### ИСХОДНЫЙ ОТРЫВОК
╭──

Предательский риф вдоль побережья высадки и плотно обороняемые коралловые хребты делали штурм Пелелиу комбинацией сложностей Таравы и Сайпана. Риф длиной более шестисот ярдов представлял собой наиболее труднопреодолимое природное препятствие. По этой причине войска и снаряжение для штурма пришлось перевозить в амтраках, десантные катера не могли пробраться по неровному кораллу и непостоянной глубине.
Прежде, чем мы покинули Павуву, нам сказали, что 1-я дивизия морской пехоты будет пополнена до численности примерно в 28 тысяч человек для штурма Пелелиу. Однако, как знали все низшие чины, большинство из людей, включаемых в понятие "пополнение" не были ни подготовлены, ни оснащены, как боевые войска. Это были специалисты, прикомандированные к дивизии для обеспечения десанта, работающие на кораблях и позже на суше. Они не должны были сражаться.
Перед отправлением на Пелелиу 1-я дивизия морской пехоты насчитывала 16459 солдат и офицеров. Тыловой эшелон из 1771 человека остался на Павуву. Всего лишь около девяти тысяч были пехотинцами трёх пехотных полков. Источники в разведке сообщали, что нам предстоит встретиться с более чем десятью тысячами японских защитников Пелелиу. Немало разговоров среди нас касалось сравнения наших сил.
- Эй, парни, лейтенант мне только сказал, что 1-я дивизия станет самой крупной дивизией морской пехоты, которая когда-либо проводила десант. Он говорит, мы получили пополнение, какого ещё никогда не получали.
Один из ветеранов оторвался от чистки своего пистолета 45-го калибра и сказал:
- Малыш, этот желторотый лейтенант тебя надул.
- Почему это?
- Подумай головой, дружище. Конечно, у нас есть 1-й полк морской пехоты, 5-й полк и 7-й полк, это всё пехота. 11-й полк морской пехоты - артиллерия нашей дивизии. И где, чёрт их подери, все эти люди, которым полагается нашу дивизию пополнить? Ты их видел? Кто они вообще такие, и где они, чёрт бы их побрал?
- Я не знаю. Я просто говорю, что мне сказал лейтенант.
- Хорошо, я тебе расскажу, что такое эти пополнения. Все они те, кого называют специалистами, они не морпехи из линейных рот. Запомни это, парнишка. Когда дерьмо попадает в вентилятор, а мы с тобой пытаемся выжить под обстрелом, эти специалисты сидят на жопе на командном пункте на берегу и пишут домой, что война - это ад. А кто понесёт все потери, кто потеряет людей в бою с японцами? 1-й полк морской пехоты, 5-й полк морской пехоты, 7-й полк морской пехоты пройдут через самое пекло, и 11-й полк тоже потеряет сколько-то бойцов. Проснись, малыш, от этих желторотых лейтенантов толку не больше, чем от сосков на брюхе у кабана. Когда начинается стрельба, всем заправляют унтер-офицеры57!

╰──

### СПИСОК ЗАДАНИЙ
[1] Как передать списком абзац отрывка о штурме Пелелиу, начинающийся словами «Перед отправлением на Пелелиу», сохранив его основные факты?
[2] Продолжите отрывок о штурме Пелелиу, начав сразу после его последней фразы.

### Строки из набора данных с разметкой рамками
╭──

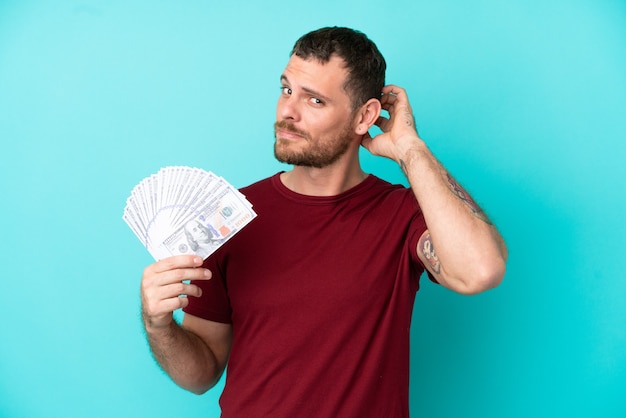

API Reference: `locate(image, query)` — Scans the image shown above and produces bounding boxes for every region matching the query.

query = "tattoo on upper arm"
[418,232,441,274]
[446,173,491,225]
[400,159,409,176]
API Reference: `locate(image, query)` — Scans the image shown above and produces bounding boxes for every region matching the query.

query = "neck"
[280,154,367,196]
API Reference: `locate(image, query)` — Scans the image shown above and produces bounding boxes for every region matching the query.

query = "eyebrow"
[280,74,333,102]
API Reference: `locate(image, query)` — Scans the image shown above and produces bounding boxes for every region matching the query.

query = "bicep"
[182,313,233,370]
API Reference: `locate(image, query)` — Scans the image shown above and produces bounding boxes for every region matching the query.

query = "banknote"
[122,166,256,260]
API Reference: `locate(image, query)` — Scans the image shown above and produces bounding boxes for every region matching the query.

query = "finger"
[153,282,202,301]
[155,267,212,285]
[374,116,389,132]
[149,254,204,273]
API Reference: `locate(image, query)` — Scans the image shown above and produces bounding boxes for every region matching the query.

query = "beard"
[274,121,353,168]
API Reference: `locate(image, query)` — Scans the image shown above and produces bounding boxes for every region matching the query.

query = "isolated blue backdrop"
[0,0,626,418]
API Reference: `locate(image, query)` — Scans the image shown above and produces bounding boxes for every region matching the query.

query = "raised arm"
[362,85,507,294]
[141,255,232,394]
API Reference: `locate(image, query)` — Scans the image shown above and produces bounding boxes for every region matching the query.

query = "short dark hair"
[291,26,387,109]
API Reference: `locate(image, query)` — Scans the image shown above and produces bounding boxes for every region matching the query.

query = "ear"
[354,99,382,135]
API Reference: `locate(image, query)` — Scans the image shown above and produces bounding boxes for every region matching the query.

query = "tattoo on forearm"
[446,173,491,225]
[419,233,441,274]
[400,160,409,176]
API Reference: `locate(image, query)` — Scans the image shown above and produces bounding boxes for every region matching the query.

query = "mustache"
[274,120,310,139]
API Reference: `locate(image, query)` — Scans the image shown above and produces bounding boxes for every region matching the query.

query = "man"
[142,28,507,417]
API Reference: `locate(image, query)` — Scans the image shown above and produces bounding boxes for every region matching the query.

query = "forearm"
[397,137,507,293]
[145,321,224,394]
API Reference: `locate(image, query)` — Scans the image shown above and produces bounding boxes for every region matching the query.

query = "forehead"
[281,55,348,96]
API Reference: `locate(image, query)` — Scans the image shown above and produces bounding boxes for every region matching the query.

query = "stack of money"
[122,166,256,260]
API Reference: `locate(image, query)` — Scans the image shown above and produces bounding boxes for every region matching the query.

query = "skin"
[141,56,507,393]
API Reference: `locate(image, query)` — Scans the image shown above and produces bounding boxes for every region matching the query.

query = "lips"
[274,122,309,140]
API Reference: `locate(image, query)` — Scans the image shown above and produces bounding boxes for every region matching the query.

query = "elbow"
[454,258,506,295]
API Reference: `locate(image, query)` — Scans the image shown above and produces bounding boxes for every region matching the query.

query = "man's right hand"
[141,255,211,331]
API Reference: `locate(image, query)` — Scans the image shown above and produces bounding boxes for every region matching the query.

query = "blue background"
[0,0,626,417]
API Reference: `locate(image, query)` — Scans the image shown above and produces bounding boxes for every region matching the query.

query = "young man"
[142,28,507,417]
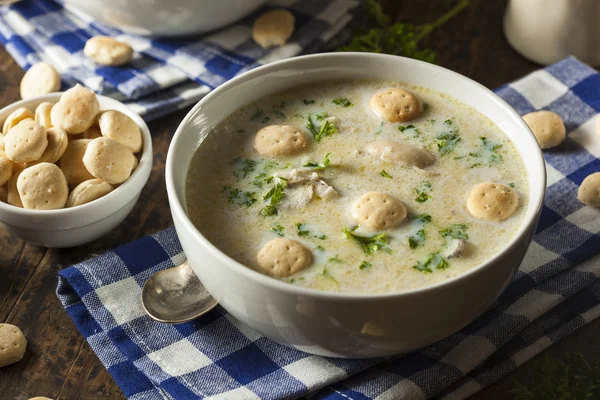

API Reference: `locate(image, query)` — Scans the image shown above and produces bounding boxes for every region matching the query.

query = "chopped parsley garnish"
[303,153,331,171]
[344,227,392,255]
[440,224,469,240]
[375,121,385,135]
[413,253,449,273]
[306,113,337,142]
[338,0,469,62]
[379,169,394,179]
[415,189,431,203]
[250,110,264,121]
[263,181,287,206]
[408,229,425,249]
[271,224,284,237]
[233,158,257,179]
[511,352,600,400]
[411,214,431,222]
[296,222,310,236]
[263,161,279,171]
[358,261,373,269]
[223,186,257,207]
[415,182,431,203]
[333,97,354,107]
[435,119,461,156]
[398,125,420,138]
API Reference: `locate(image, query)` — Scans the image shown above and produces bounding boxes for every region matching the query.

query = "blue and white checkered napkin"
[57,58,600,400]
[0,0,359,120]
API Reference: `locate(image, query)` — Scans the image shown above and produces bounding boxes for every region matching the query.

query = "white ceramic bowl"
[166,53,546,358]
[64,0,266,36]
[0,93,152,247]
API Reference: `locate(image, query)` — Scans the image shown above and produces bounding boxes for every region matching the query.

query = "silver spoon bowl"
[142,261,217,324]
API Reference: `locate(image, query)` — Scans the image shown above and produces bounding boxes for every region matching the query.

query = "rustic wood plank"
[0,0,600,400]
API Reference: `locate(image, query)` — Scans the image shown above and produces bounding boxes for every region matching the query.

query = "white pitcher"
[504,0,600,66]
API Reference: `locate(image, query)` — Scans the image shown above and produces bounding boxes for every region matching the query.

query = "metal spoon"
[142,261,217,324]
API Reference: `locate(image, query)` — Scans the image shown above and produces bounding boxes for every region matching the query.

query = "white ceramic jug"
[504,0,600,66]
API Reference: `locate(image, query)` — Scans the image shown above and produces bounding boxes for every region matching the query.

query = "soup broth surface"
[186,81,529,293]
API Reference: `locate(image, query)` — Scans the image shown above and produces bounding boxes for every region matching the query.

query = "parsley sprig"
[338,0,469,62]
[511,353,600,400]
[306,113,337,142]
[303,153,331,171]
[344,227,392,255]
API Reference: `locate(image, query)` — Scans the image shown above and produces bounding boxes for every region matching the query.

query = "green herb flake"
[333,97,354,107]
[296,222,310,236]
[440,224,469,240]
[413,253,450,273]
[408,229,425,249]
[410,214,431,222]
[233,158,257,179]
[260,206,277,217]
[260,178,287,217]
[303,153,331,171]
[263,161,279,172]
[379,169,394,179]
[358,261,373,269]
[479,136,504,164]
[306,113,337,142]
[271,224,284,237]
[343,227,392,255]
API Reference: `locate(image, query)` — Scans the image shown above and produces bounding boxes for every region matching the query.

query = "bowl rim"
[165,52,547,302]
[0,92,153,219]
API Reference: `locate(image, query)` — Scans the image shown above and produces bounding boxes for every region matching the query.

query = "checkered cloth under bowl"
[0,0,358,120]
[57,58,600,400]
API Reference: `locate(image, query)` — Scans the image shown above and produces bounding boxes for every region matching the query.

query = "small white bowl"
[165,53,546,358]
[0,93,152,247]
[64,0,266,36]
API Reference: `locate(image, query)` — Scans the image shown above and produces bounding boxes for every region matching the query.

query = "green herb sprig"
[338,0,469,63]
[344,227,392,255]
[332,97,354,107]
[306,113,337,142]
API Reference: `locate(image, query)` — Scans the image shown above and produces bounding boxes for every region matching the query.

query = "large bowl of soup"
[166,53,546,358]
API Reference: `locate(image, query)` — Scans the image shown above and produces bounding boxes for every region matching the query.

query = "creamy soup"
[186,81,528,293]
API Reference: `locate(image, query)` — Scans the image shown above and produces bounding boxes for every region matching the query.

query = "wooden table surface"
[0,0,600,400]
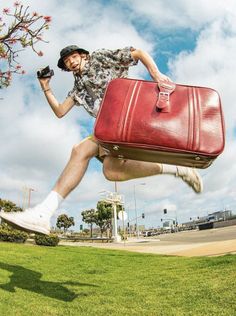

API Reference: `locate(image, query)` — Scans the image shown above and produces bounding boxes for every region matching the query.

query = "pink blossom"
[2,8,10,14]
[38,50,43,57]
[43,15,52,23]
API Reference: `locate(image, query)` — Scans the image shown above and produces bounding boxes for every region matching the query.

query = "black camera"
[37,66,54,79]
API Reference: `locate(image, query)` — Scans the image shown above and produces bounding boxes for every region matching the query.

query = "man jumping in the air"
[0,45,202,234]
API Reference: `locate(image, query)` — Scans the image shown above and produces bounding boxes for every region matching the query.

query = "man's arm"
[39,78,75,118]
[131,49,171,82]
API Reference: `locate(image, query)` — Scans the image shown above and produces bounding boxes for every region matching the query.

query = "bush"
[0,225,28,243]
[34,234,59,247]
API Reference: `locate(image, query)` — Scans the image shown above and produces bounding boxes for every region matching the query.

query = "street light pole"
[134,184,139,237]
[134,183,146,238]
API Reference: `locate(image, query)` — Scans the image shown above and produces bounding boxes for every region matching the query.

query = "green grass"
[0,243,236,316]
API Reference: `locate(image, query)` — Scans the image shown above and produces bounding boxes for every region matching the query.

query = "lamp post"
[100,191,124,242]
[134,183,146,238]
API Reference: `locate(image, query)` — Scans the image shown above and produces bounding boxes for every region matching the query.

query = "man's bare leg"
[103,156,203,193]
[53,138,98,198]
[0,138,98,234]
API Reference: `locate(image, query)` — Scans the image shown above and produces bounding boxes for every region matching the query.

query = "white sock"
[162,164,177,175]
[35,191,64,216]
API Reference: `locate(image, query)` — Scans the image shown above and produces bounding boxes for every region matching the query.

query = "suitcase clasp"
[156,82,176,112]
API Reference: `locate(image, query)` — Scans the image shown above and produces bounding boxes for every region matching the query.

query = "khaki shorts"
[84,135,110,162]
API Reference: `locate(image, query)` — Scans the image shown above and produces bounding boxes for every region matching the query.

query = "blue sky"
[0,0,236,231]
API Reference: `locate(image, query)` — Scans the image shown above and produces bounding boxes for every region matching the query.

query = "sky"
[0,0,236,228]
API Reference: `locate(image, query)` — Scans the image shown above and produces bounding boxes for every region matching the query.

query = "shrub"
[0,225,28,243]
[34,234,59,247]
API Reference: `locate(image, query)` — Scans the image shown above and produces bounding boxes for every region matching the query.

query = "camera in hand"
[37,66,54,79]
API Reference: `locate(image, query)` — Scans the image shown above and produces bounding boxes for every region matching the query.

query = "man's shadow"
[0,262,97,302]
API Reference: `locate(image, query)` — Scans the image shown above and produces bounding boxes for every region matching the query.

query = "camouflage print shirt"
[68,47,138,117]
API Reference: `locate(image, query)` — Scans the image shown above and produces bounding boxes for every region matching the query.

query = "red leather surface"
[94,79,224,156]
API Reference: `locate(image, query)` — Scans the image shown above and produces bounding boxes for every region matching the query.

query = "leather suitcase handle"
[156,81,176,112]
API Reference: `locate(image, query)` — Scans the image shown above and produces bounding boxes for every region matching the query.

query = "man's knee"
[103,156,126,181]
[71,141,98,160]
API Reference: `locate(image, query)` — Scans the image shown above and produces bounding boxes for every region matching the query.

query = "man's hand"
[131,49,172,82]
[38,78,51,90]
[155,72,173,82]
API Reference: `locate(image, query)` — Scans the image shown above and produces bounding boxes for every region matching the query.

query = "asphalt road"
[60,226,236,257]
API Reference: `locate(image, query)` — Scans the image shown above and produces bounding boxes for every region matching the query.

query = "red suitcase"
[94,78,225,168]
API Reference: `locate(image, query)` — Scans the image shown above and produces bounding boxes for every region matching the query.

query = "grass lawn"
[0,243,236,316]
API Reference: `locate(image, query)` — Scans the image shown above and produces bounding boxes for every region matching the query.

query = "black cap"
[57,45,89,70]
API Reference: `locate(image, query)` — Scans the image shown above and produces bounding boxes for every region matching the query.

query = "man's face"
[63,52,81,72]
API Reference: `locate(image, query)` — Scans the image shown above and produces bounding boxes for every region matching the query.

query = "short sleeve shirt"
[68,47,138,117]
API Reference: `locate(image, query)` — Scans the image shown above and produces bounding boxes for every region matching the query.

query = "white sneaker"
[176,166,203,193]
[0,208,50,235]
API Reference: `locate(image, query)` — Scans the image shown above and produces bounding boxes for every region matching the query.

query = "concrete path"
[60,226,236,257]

╰──

### ОТВЕТЫ ПО ЗАДАНИЯМ
[1]
- Перед отправлением на Пелелиу в 1-й дивизии морской пехоты было 16 459 солдат и офицеров.
- Тыловой эшелон из 1771 человека остался на Павуву.
- Пехотинцев трёх пехотных полков было лишь около девяти тысяч.
- По данным разведки, предстояло встретиться с более чем десятью тысячами японских защитников Пелелиу.
- Соотношение сил часто обсуждали между собой.

[2]
D минус 1
После вечернего приёма пищи 14-го сентября 1944 года мы с одним моим товарищем стояли, прислонившись к перилам "LST-661" и разговаривали о том, чем будем заниматься после войны. Я старался не выглядеть озабоченным насчёт завтрашнего дня, и мой товарищ тоже. Может быть, нам и удалось отчасти провести друг друга и самих себя, но не сильно. Когда солнце скрывалось за горизонтом, и его сияние уже не отражалось от водной глади, я подумал, какие же красивые на Тихом океане закаты. Они даже красивее, чем закаты над заливом Мобил. Внезапная мысль пронзила меня, словно молния. Доживу ли я до завтрашнего заката? Мои колени вдруг подломились, и меня охватила паника. Я вцепился в поручень и постарался сделать вид, что меня занимает наша беседа.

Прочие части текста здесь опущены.